Reproduce everything from the line containing "Find frozen pond." down to the line containing "186 140 220 159", keeping both of those lines and every character unchanged. Leave out all other items.

Material supplied →
———

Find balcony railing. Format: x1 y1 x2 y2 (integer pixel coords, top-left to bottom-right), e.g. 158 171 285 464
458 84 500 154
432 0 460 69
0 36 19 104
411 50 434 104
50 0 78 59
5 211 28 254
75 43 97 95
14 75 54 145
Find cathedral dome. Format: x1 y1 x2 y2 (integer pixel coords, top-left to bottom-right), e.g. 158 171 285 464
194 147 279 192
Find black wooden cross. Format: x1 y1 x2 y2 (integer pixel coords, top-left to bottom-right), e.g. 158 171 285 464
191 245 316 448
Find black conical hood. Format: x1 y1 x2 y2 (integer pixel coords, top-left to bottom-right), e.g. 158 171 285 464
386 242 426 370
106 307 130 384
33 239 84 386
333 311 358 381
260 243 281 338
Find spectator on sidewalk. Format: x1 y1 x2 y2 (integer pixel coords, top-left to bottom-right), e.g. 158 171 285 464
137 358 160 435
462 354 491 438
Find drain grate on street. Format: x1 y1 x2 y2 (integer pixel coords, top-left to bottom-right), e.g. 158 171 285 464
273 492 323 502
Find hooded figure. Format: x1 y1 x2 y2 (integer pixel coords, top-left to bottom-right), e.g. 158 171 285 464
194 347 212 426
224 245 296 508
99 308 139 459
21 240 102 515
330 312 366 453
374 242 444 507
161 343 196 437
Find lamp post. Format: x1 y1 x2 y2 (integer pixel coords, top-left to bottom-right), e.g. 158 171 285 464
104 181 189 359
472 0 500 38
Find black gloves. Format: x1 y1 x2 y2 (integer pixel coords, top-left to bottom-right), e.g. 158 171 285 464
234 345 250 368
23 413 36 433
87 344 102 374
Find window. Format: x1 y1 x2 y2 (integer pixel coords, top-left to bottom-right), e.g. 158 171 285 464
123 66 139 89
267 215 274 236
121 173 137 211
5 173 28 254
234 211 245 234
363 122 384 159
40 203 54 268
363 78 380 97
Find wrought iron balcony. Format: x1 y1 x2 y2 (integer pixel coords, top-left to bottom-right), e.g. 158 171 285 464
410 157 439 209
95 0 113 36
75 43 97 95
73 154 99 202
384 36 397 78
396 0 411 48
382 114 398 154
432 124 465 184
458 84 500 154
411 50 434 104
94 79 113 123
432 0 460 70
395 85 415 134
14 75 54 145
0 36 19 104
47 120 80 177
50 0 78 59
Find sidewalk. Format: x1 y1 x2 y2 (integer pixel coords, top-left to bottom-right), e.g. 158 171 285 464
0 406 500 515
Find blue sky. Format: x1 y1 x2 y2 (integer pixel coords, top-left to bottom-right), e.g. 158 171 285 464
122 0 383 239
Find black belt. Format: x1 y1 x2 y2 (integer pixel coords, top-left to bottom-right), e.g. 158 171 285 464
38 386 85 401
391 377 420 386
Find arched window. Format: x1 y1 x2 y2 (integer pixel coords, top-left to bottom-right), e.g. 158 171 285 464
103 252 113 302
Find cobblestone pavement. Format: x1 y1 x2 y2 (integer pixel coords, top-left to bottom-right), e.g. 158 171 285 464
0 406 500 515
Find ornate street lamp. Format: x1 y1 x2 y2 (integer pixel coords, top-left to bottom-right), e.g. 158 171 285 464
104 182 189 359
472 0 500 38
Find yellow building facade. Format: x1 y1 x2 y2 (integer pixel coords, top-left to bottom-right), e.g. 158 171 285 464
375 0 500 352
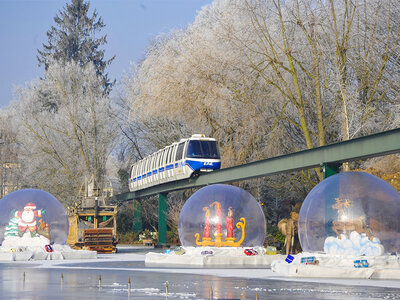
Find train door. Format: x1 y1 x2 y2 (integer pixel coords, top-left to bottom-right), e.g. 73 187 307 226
170 143 178 179
175 142 185 179
136 161 143 189
159 148 167 182
144 157 150 187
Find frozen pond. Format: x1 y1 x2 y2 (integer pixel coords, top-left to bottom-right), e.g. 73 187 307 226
0 245 400 299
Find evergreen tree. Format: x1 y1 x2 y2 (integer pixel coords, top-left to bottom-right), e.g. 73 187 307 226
37 0 115 93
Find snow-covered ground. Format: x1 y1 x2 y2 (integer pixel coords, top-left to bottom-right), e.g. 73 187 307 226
7 246 394 288
0 245 400 300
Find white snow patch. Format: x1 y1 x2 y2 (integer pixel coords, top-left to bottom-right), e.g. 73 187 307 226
324 231 384 256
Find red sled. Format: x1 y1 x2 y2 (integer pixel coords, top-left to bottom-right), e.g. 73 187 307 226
44 245 53 252
244 249 258 256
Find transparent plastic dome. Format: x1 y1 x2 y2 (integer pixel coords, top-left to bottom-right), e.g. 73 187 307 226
178 184 266 247
0 189 69 247
299 172 400 255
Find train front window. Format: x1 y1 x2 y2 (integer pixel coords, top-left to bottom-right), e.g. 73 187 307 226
186 140 220 159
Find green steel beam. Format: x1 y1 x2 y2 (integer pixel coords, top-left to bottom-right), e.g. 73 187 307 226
116 128 400 200
158 193 167 245
322 163 342 179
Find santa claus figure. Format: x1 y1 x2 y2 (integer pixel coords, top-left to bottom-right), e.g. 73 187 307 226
15 203 45 237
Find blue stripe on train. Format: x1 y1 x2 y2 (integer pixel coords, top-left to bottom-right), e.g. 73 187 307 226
186 160 221 171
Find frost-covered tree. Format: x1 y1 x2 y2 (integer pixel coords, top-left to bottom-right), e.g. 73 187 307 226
10 62 115 202
124 0 400 186
37 0 115 93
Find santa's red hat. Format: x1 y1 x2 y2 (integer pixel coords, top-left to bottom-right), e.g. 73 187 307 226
24 203 36 209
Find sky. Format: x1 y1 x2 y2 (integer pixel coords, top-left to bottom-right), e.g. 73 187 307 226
0 0 212 108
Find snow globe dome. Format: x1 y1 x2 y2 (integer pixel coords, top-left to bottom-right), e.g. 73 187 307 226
0 189 69 248
178 184 266 247
299 172 400 255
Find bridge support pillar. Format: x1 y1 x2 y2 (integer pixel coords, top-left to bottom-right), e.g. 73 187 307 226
158 193 167 245
132 200 143 233
322 163 342 179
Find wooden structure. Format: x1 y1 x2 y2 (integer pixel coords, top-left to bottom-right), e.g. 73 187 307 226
83 228 116 253
67 176 117 253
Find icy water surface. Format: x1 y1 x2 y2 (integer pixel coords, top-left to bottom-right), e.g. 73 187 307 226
0 261 400 299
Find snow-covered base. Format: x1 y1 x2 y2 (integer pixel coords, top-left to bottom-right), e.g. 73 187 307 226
324 231 384 256
145 247 285 268
0 242 97 261
271 253 400 279
1 232 50 249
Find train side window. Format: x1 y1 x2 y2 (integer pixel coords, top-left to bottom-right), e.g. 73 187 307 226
187 140 203 158
131 164 136 179
166 147 171 165
161 149 167 166
175 142 185 161
136 161 142 177
157 150 162 170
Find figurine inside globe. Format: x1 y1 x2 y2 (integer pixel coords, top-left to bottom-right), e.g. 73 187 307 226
178 184 266 247
0 189 68 248
299 172 400 256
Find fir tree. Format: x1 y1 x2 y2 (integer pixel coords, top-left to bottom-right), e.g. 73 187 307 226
37 0 115 93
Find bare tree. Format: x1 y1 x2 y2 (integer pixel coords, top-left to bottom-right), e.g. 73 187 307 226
10 62 115 202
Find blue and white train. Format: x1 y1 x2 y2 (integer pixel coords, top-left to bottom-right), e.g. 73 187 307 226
129 134 221 192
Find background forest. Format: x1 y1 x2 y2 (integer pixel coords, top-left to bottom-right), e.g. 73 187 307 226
0 0 400 244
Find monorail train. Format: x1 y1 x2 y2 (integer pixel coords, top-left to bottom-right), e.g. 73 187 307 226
129 134 221 192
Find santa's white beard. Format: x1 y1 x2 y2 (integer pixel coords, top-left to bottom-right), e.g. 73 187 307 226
21 210 35 223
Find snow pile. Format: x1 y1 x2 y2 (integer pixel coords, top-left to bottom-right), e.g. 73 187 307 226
271 253 400 279
1 232 50 249
324 231 384 256
145 247 285 268
0 239 97 261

———

Final result →
Find frozen pond. Format: x1 y1 x2 y2 (integer pixel coords, top-left to bottom-right), e.g. 73 187 307 226
0 245 400 299
Find evergreen tree. Format: x1 y1 x2 y2 (integer pixel coords, top-left to bottom-right), e.g. 73 187 307 226
37 0 115 93
Find snow-covered ground. Format: x1 y1 x2 y2 (integer pixel coords, top-left to bottom-right), e.g. 73 187 307 226
7 246 394 288
0 245 400 300
Find white snow patch. Format: x1 y1 x2 y2 (integer pixel coords, top-left to bottom-right), e.g. 73 187 307 226
324 231 384 256
Find red sled. Format: x1 y1 x2 y2 (integer pixel coords, top-left to bottom-right), e.g. 73 187 307 226
44 245 53 252
244 249 258 256
Find transparent plastic dome. Format: x1 y1 x2 y2 (integer pixel coords, top-left to bottom-right), e.g. 73 187 307 226
178 184 266 247
0 189 69 247
299 172 400 255
Find train front window. Format: x1 y1 x2 y2 (integer pixel coords, top-left to bottom-right), e.g. 73 187 307 226
186 140 220 159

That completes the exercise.